### TASK TO CARRY OUT:
Return every line of the rows below unchanged, but leave out the pictures.

### EXERCISE MATERIAL:
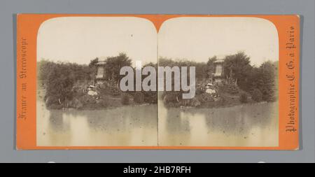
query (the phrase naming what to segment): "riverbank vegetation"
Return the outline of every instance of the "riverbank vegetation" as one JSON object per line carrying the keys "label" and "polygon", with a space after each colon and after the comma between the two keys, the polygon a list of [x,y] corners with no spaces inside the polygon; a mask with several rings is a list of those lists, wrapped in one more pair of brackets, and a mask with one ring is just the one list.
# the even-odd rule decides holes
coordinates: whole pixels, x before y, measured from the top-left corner
{"label": "riverbank vegetation", "polygon": [[[53,62],[49,59],[38,62],[38,96],[44,100],[47,108],[52,109],[99,109],[157,104],[158,92],[122,92],[120,90],[118,83],[124,76],[119,74],[120,69],[125,66],[132,66],[132,60],[127,55],[120,53],[106,58],[106,82],[102,84],[95,82],[98,60],[98,58],[92,59],[89,64]],[[216,56],[210,57],[206,62],[160,58],[160,66],[196,67],[195,97],[183,99],[181,90],[164,92],[161,100],[164,105],[167,107],[210,108],[276,100],[277,62],[267,61],[260,66],[254,66],[244,52],[227,55],[223,59],[222,82],[216,83],[214,73],[217,60]],[[143,67],[146,66],[158,68],[156,63],[149,63]]]}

### SOLUTION TO THIS PROBLEM:
query (the phrase naming what to segment): "riverbank vegetation"
Return the outline of every instance of the "riverbank vegetation" as one JSON object per line carrying the keys "label" and "polygon", with a space after each colon and after the comma between the two keys, the polygon a list of [x,y] corners with no spaces inside the polygon; a mask with several rings is a list of those lists, wrapped in one more pair of brackets, and a mask with one ring is just the one list.
# the even-odd rule decides holes
coordinates: whole pixels, x before y, measured from the top-left corner
{"label": "riverbank vegetation", "polygon": [[[53,62],[49,59],[38,62],[38,96],[44,100],[47,108],[52,109],[99,109],[157,104],[158,92],[122,92],[120,90],[118,83],[124,76],[119,74],[120,69],[125,66],[132,66],[132,60],[127,55],[120,53],[106,58],[106,82],[102,84],[95,82],[98,60],[98,58],[92,59],[89,64]],[[216,56],[210,57],[206,62],[160,58],[160,66],[196,67],[195,97],[183,99],[181,90],[164,92],[161,100],[164,105],[167,107],[210,108],[276,100],[277,62],[267,61],[260,66],[254,66],[244,52],[227,55],[223,59],[222,82],[216,83],[214,73],[217,60]],[[143,67],[146,66],[158,68],[156,63],[149,63]]]}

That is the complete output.